18p < > 381p16 Dec 2018 23:35
So to summarise some of the forecasts:
# A well known broker has HUR SP between 18p and 381p
# And a well know magazine has/had Oil between $60 and $100
Based on this you can create whatever opinion you want.
If you want to draw attention to yourself on a BB, be really pessimistic, and if you want to cheer yourself up pick out the bull case.
FT
"Morgan Stanley started coverage of Hurricane Energy with an “overweight” rating. It put a base-case valuation of 68p on the North Sea oil prospector, against a bull and bear case net asset value of 381p and 18p a share, respectively.
“Hurricane carries high geological risk and has no near-term catalysts. Yet, there is a realistic bull case for the shares to be around seven times higher on a two-year view,” said Morgan Stanley.
Hurricane has an estimated 2.3bn barrels of oil in geologically complex rock, known as fractured basement reservoirs, but doubts about recovery mean just 45m barrels are being priced in, said the broker. Tests of Hurricane’s early production system are due to begin at its Lancaster field early next year, with clear results not expected for many months, so investors need to be patient, said the broker. Failure of the early production system would force “a total reset of current plans”, and success can quickly move the valuation towards likely production of 785m barrels, it argued.

# GIVEN MATERIAL
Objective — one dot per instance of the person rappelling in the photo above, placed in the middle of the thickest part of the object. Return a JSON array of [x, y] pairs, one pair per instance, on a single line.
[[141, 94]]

# ACTIVITIES
A) In the post about Hurricane Energy forecasts, what base-case valuation did Morgan Stanley put on Hurricane Energy?
B) Continue the post about Hurricane Energy forecasts from where it stops.

# RESPONSE LIST
A) 68p

B)
Morgan Stanley advised buying “given the 27 per cent upside in the base even without the value of contingent resources, a significant nine-times skew between bull case upside and bear case downside, and potential for value to be realised suddenly”. But “with the wide range of valuation outcomes and uncertainty even in the base case, we think assigning a price target is not relevant at this time.”
Investors Chronicle:
"Demand growth forecasts are also being cut. In October the International Energy Agency (IEA) warned that the higher average price of oil and trade tensions will knock demand next year. On the technical front, oil turned down from long-term trend resistance and this has brought larger declines into focus.
The question will be whether, if faced with oil heading back towards $60 a barrel for Brent – a level that is uneconomic for most of Opec – do we have the cartel seek to further control output?
Falling demand, pent-up and rising supply in the US and Opec stepping in to plug any loss from Iran suggest that we are likely to see $60 before we see $100."